■ WHAT THIS TASK INVOLVES:
The lines from the one with "column 476, row 63" through the last line below are to be copied exactly; no other lines are to be returned.
### INFORMATION PROVIDED
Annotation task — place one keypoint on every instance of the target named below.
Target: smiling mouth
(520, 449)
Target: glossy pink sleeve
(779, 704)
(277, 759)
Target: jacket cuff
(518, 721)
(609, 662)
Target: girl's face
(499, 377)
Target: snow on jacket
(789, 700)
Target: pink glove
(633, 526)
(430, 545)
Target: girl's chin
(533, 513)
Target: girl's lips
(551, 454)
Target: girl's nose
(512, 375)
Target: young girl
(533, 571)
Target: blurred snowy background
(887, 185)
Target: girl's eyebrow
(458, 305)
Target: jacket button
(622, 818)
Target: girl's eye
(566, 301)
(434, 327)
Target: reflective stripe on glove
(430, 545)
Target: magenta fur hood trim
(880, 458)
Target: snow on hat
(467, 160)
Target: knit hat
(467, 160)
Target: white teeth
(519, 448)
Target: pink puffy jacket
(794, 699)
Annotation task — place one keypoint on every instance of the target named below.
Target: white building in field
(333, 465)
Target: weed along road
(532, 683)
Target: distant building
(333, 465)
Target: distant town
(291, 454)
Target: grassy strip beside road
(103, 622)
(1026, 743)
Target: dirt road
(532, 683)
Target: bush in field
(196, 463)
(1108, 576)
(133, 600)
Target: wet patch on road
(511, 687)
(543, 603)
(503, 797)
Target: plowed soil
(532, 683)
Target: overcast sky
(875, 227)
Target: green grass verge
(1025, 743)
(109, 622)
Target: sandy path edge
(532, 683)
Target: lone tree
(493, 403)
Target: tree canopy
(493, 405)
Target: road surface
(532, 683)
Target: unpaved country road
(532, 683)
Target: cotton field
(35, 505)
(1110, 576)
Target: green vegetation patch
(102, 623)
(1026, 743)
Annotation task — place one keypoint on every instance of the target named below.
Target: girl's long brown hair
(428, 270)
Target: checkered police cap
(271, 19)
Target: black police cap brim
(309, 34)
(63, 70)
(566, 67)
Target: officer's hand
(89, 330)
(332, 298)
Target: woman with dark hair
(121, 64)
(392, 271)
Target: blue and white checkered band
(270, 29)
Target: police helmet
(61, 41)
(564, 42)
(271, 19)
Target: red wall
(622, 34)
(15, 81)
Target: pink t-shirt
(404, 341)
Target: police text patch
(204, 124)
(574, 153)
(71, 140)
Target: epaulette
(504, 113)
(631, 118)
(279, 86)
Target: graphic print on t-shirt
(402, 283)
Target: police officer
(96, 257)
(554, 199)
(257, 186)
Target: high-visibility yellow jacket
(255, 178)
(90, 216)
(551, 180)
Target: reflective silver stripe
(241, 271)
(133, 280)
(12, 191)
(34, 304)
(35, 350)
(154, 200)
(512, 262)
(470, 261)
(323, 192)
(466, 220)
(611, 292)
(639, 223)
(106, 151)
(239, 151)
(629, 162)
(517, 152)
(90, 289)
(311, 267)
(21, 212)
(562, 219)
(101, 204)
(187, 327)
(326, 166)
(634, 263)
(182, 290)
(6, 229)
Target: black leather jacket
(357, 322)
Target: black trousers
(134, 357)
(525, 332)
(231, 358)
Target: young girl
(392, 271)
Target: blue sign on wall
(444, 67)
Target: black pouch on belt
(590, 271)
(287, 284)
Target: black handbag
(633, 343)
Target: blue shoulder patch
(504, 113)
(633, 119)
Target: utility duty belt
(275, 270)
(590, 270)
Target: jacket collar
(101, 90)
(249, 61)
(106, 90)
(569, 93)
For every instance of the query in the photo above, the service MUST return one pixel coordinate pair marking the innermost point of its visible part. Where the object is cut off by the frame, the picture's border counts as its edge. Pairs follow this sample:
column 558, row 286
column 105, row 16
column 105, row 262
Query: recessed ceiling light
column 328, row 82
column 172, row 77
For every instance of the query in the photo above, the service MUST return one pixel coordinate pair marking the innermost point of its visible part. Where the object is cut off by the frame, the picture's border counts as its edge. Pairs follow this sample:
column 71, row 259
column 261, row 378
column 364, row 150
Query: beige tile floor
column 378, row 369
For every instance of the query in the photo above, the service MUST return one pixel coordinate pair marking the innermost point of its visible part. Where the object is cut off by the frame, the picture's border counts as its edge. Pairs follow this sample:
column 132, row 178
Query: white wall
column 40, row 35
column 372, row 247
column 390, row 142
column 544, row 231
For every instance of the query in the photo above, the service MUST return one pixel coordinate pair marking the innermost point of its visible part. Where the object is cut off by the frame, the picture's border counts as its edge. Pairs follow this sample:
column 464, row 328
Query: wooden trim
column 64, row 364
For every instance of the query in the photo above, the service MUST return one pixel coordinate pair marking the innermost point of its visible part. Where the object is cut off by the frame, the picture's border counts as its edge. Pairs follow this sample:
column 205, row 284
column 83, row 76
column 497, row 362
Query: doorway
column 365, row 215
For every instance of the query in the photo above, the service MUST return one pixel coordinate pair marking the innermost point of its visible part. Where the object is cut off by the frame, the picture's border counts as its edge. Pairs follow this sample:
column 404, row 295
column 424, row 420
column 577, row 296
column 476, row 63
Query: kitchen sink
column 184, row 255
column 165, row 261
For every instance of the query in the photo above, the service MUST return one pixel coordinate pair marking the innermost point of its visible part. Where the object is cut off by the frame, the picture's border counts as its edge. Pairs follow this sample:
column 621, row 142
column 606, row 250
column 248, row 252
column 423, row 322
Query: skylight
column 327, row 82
######
■ RESULT OF THIS EXERCISE:
column 476, row 63
Query: kitchen sink
column 184, row 255
column 165, row 261
For every instance of the query in the photo above, the service MUST return one pixel coordinate pair marking the innermost point of its visible part. Where the object is cut off by the frame, the picture's border counts as its edge. Pairs follow this sample:
column 621, row 142
column 606, row 250
column 248, row 252
column 423, row 322
Query: skylight
column 327, row 82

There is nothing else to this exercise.